[Natural-language object grounding data]
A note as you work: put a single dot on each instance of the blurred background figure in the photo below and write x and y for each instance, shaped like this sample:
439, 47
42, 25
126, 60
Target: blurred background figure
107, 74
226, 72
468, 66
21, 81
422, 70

### Task instructions
Print all of the records, leaving each one exactly as it appears above.

### Answer for the task
A note as you work: put a single dot on each instance of the blurred background figure in the photo below and write x and y for each instance, shaped like this sample:
439, 47
42, 25
126, 60
Target: blurred background figure
107, 74
226, 72
468, 66
21, 81
422, 70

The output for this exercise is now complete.